# WORK TO DO
Recast everything in the material below, from its very first line down to and including the line containing "[302,435,340,465]", as a numbered list, leaving out any blank lines.

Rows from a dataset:
* Begin *

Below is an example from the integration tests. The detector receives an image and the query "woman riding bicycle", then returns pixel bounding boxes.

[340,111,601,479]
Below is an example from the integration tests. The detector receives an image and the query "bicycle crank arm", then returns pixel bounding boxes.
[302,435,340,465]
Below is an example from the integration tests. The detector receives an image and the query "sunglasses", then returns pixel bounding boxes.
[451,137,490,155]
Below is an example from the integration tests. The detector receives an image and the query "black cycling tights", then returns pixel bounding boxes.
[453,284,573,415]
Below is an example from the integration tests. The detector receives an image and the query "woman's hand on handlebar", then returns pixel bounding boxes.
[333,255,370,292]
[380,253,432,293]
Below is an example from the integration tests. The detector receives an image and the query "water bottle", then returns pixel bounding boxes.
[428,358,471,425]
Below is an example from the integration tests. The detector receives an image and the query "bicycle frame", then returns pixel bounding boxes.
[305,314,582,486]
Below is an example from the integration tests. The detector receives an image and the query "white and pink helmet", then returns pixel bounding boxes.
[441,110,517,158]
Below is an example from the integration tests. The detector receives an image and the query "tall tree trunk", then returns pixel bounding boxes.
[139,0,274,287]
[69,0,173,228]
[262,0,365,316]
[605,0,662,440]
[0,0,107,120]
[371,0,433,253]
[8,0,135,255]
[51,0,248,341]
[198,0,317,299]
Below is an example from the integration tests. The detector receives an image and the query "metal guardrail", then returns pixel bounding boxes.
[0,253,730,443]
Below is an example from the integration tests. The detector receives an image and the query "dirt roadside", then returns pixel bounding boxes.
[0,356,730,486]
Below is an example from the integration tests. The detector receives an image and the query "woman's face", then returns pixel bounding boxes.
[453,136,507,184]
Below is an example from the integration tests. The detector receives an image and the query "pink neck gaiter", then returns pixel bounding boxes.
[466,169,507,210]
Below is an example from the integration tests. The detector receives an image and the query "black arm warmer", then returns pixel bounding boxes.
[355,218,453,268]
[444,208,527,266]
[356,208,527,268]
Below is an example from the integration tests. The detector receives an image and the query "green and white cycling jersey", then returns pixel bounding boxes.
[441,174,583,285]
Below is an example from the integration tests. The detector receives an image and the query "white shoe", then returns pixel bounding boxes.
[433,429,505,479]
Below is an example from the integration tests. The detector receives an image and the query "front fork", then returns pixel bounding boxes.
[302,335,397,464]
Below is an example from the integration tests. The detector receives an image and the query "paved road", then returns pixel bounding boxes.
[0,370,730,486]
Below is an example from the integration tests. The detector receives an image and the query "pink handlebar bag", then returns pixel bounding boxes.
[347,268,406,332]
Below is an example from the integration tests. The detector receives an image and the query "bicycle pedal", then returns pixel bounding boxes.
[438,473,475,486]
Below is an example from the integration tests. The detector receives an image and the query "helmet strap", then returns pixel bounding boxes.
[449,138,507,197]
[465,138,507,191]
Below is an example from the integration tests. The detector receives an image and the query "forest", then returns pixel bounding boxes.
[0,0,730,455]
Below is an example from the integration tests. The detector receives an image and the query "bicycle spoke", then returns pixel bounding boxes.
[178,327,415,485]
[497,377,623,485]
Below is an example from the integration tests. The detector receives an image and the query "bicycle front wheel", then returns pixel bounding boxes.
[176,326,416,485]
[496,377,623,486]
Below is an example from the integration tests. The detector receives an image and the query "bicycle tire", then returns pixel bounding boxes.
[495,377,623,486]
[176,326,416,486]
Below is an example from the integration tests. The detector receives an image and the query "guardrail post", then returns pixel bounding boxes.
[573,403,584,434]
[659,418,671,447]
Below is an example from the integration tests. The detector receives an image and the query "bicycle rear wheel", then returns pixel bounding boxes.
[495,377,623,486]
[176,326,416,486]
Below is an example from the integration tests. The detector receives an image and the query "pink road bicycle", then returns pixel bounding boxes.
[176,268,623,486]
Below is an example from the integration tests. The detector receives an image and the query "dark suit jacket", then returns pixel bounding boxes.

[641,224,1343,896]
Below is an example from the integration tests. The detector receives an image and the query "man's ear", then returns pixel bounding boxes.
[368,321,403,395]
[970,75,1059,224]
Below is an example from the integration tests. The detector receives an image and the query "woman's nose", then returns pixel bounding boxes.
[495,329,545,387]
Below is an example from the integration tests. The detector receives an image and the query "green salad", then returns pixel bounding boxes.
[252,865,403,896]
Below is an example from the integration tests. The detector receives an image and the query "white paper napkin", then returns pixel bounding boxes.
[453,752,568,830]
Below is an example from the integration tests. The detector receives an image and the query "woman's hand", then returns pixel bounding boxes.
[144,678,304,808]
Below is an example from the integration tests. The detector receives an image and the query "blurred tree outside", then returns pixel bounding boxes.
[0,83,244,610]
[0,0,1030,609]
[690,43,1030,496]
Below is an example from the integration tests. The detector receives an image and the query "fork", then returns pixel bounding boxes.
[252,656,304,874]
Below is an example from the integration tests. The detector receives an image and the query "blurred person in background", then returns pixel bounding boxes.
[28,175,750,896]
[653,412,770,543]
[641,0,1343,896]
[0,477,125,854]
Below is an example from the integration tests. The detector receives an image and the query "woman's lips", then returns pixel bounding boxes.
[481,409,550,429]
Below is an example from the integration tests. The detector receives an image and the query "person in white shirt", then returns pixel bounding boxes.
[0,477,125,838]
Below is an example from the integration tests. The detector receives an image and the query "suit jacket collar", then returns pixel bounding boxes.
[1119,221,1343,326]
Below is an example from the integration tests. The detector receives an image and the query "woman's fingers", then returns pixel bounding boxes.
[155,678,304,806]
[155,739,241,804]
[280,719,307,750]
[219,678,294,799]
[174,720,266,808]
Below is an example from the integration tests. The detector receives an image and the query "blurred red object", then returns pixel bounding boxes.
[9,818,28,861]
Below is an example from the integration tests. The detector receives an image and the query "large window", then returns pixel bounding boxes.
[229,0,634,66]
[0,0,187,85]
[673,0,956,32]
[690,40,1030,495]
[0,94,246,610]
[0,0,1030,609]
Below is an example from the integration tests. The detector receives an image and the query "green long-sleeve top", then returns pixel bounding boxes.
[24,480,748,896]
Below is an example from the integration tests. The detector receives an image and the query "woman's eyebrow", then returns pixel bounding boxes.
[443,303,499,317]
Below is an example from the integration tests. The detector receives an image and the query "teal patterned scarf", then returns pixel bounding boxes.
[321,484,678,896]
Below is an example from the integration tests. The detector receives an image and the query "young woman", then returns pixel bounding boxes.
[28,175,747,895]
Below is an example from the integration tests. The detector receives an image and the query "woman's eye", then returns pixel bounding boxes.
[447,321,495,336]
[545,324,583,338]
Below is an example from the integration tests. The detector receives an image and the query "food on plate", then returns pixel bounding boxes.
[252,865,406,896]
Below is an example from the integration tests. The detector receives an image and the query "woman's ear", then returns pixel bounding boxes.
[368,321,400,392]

* End *

# RESPONSE
1. Below is an example from the integration tests. The detector receives an image and the query "woman riding bicycle", then returns pixel bounding boxes.
2. [340,111,601,479]
3. Below is an example from the integration tests. The detector receives an image and the query "bicycle crank arm", then returns pixel bounding boxes.
4. [302,435,340,465]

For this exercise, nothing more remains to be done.